_Supplied passage_

----------

Publication Date

December 1, 2017

Perspectives Section



Social, Teaching Methods


Students spun to learn their characters’ fates. John Liu/Flickr/CC BY 2.0

Students spun to learn their characters’ fates. John Liu/Flickr/CC BY 2.0

Students in my Renaissance and Reformation course were in for a surprise. After spending several weeks learning about the Renaissance—defining it, understanding the role of popes and patrons, and analyzing art—it was time to shift to the experiences of common people and the way the Renaissance did (or didn’t) shape their daily lives.

Social history can seem inaccessible to students. They struggle to see how historical forces shape societies, and they assume that people in the past were either primitive versions of themselves or so completely different as to be inscrutable. As a basis for our studies we used the textbook Street Life in Renaissance Rome: A Brief History with Documents, but to really immerse my students in the everyday life of this time and place, I used The Game of Life—a classic board game. Turning the reading and homework assignments into a game made social history more accessible and engaging. I decided to test out my idea in a very small class—just five students—with the goal of adapting it to my 30-person World Civilization class. Since game play requires little to no instructor intervention, multiple game boards could be used at once, or students could play in teams.

----------

_Source data_
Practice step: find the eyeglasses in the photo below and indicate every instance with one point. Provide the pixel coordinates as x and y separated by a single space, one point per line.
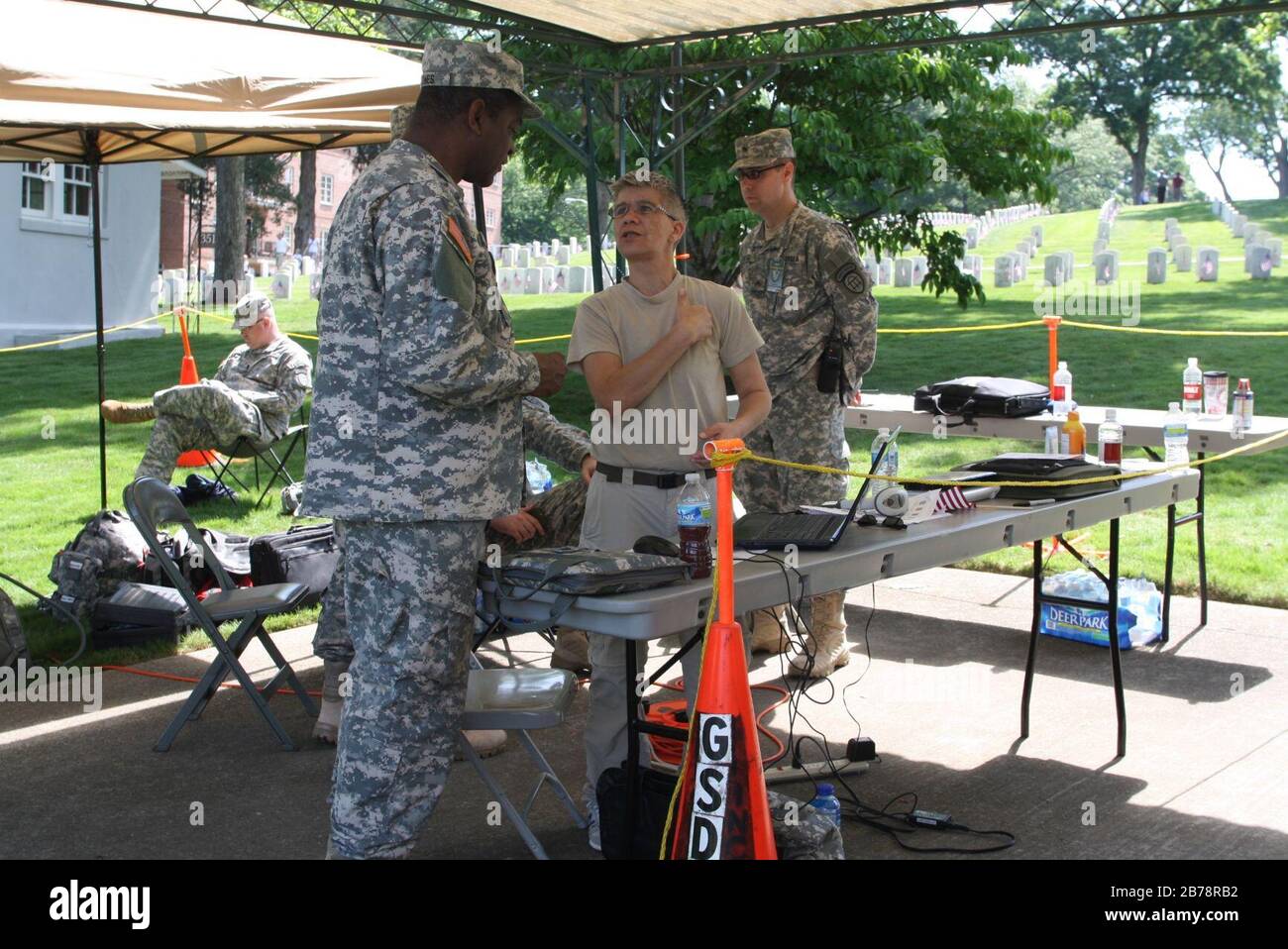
754 174
642 207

----------

_Task list_
A – From the teaching article above, write out the part that opens with the words containing "December 1, 2017" and closes with "their daily lives.".
B – According to the teaching article, what did the students do during the several weeks they spent learning about the Renaissance? List each activity.
C – In the teaching article, how many students were in the class where the instructor first tested the game idea?

_Exercise solutions_
A –
December 1, 2017

Perspectives Section



Social, Teaching Methods


Students spun to learn their characters’ fates. John Liu/Flickr/CC BY 2.0

Students spun to learn their characters’ fates. John Liu/Flickr/CC BY 2.0

Students in my Renaissance and Reformation course were in for a surprise. After spending several weeks learning about the Renaissance—defining it, understanding the role of popes and patrons, and analyzing art—it was time to shift to the experiences of common people and the way the Renaissance did (or didn’t) shape their daily lives.

B –
- Defining the Renaissance
- Understanding the role of popes and patrons
- Analyzing art

C – Five students.